- **Your tasks**
- a) In the text on A Few Good Men, shorten the paragraph that begins "A Few Good Men is the 1992 military courtroom drama" while keeping its main facts.
- b) Copy the part of the text on A Few Good Men starting at "A Few Good Men" and ending at "I’m entitled to.", substituting "legal" for "courtroom".

- **Page extract**
========================================

A Few Good Men is the 1992 military courtroom drama starring Tom Cruise, Jack Nicholson and Demi Moore. Cruise, assisted by Moore, is a Navy lawyer, defending two Marines, accused in the hazing murder of Santiago, another Marine. The defense for the accused Marines was that they were ordered to do the hazing, called a Code Red, by their superiors. Nicholson played the Marine colonel in charge. The climax of the movie is a dramatic courtroom scene where Cruise confronts Nicholson on the witness stand as to whether the Marine colonel ordered the Code Red, which led to the death of Santiago. The dialogue from the movie goes as follows:

Col. Jessep (Nicholson): You want answers?

Kaffee (Cruise): I think I’m entitled to.

Col. Jessep: You want answers?

Kaffee: I want the truth!

Col. Jessep: *You can’t handle the truth!

“You can’t handle the truth!” It may be a line from a movie, but it sticks with you; because of Nicholson’s great acting. But it also sticks because we know that the truth is often hard to handle. Truth demands a response, and sometimes that response is not easy. Therefore, we often choose to ignore, or even listen to, truth.

========================================

- **Data extracts**
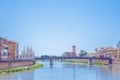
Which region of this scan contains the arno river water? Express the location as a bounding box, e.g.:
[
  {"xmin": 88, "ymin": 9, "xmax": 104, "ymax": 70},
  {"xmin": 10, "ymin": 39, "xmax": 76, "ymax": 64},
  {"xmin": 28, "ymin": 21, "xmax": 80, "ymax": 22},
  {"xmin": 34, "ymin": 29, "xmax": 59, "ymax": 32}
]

========================================

- **Results of the tasks**
- a) A Few Good Men (1992) is a military courtroom drama starring Tom Cruise, Jack Nicholson and Demi Moore. Cruise plays a Navy lawyer who, with Moore's help, defends two Marines accused in the hazing murder of a fellow Marine, Santiago. Their defense is that superiors ordered the hazing, known as a Code Red. Nicholson plays the colonel in charge. In the climax, Cruise confronts him on the witness stand over whether he ordered the Code Red that led to Santiago's death.

- b)
A Few Good Men is the 1992 military legal drama starring Tom Cruise, Jack Nicholson and Demi Moore. Cruise, assisted by Moore, is a Navy lawyer, defending two Marines, accused in the hazing murder of Santiago, another Marine. The defense for the accused Marines was that they were ordered to do the hazing, called a Code Red, by their superiors. Nicholson played the Marine colonel in charge. The climax of the movie is a dramatic legal scene where Cruise confronts Nicholson on the witness stand as to whether the Marine colonel ordered the Code Red, which led to the death of Santiago. The dialogue from the movie goes as follows:

Col. Jessep (Nicholson): You want answers?

Kaffee (Cruise): I think I’m entitled to.